◆ Exercise ◆
Continue the article below on Bitsocket's reliability for Bitcoin SV businesses, starting after its final sentence. The data that follows the article is not part of it.

Developers in the space have recognized this and have been hesitant to leverage these tools in their own applications.
Unfortunately real world experience has been that old Bitsocket did have a few too many wobbles for me to consider Proxypay a serious production class solution. I know @_unwriter has been laser focused on stability and reliability recently so I'm confident of big improvements.
— Libs (@libitx) January 14, 2020
However, over the past few months Bitcoin SV has regularly had multi-megabyte blocks and a surge in transaction volume, thus the need for tools the scale along with the network has become clear.
Tech entrepreneur Calvin Ayre has had strong rhetoric around the need for a public blockchain to scale in order to be taken seriously by any enterprise customers, so the need for its development tools to match is paramount.
scale or die
— Calvin Ayre (@CalvinAyre) December 8, 2019
The problem
As unwriter points out, the issue with the old Bitsocket was that if the volume of transactions was too high; the service could go down causing a gap in time where subscribers would not be notified when their type of transaction was broadcast to the network.
Retail outage scenario
In a situation where a business was leveraging this tool, this issue would be unacceptable. A common scenario like this in retail is when a point-of-sale (POS) terminal goes offline or the store loses connectivity to the Internet for whatever reason.
Does the retailer just pack up and close shop early?
Do they just stop accepting transactions and kick their customers out?
No!
Most modern POS systems have functionality to continue accepting credit card transactions while offline. Once connectivity is re-established, the system then batches those recorded transactions and sends them to the credit card processor.
Invoice integration scenario
Another common integration scenario for businesses is when they have a need to import invoices from some third party vendor. Most companies want to pay invoices as quickly as possible for various reasons such as establishing good faith with trading partners, tidying up financial statements for a clean month-end close or in a drop-ship scenario (third party vendor ships the goods) in order to be able to then invoice their customers as soon as possible.

◆ Excerpted data ◆
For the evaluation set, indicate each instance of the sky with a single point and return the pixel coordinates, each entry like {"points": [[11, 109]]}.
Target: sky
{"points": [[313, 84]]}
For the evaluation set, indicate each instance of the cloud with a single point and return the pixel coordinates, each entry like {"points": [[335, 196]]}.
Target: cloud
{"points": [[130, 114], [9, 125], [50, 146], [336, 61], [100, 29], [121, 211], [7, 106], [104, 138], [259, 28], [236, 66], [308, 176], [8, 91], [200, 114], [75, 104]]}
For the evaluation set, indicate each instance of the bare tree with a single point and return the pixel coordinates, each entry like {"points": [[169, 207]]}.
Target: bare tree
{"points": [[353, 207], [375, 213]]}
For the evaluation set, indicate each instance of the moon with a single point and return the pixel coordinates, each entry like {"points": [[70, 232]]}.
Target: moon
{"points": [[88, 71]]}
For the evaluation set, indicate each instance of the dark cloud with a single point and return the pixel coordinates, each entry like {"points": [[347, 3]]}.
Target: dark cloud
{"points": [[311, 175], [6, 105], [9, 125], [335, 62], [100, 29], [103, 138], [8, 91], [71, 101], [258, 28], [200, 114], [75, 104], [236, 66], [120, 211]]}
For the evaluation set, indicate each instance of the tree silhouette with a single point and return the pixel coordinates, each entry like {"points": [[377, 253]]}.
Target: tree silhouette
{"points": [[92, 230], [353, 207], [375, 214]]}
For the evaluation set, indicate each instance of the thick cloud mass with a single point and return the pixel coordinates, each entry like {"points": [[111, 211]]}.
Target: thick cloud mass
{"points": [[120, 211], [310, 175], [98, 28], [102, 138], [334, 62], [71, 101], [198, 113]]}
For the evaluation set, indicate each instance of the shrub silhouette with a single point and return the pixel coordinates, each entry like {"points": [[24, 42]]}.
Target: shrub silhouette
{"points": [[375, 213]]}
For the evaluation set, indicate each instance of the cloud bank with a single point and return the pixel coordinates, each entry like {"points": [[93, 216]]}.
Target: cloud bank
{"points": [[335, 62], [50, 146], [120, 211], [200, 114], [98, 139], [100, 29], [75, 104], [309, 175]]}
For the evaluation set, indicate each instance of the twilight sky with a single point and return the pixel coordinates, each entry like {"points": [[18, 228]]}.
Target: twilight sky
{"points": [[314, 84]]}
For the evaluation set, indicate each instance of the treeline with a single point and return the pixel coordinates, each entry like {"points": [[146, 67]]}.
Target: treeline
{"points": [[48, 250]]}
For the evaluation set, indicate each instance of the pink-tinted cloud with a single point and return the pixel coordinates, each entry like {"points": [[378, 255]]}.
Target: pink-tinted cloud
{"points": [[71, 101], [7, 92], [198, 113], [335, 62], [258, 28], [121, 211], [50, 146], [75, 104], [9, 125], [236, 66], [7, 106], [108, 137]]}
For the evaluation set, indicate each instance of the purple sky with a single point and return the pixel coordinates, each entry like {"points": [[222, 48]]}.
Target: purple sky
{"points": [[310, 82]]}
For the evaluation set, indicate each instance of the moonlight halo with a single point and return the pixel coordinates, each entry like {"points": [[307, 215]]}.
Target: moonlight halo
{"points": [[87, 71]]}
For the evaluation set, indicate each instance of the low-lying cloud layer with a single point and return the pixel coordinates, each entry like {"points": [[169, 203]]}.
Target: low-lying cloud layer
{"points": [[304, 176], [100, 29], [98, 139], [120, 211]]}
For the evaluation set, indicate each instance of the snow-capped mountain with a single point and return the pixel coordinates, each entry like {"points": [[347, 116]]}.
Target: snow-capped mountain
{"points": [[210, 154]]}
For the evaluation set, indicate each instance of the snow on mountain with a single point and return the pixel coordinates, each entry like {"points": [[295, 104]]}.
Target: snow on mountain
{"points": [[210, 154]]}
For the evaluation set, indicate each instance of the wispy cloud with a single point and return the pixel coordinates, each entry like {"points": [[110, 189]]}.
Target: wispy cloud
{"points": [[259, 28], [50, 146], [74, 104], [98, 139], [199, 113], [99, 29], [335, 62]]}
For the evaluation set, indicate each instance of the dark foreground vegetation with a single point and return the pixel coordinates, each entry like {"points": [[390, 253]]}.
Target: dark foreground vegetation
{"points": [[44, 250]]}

◆ Your response ◆
Any system outage interrupting this process would result in added cost in various areas, whether it is an increase in internal resources time spent invoicing, IT troubleshooting, support or both.
A technical solution to this integration often involves downloading the invoices from some endpoint on recurrence (ex. every 15 minutes) while keeping a last record identifier so that the system knows not to process the same invoice twice.
This has the benefit of not only ensuring no invoices are missed, but also improves the performance of the code such that no check must be performed against previously downloaded invoices. The integration only needs to download invoices greater than the previous value stored.
For example, at 10:00 a.m., the company’s ERP system downloads invoices #1-4 from an API endpoint.
A value of 4 is stored as the last invoice downloaded.
By 10:15 a.m., invoices 5-8 are added to the queue.
The batch job in the ERP runs next at 10:15 a.m. and checks that the last invoice number downloaded was 4, so it makes a query to the API endpoint to only download invoices with number greater than 4.
The batch job downloads only invoices 5-8.
It turns out unwriter has implemented this exact type of solution in Bitsocket 2.0 that enterprises commonly implement for integration scenarios.
A timestamp server
If a business used Bitsocket 2.0 to download transactions from the blockchain as described above, this type of algorithm would be built in; it would not need to be re-implemented in their system of record, reducing development costs.
Of course, this type of solution is only possible with a single, global timestamp server (Bitcoin SV).
As a technical consultant who has implemented this type of solution many times for clients, I can state that this is a great example of Bitcoin SV development maturing.
The timing of such growth could not be better with the Genesis upgrade on February 4 rapidly approaching.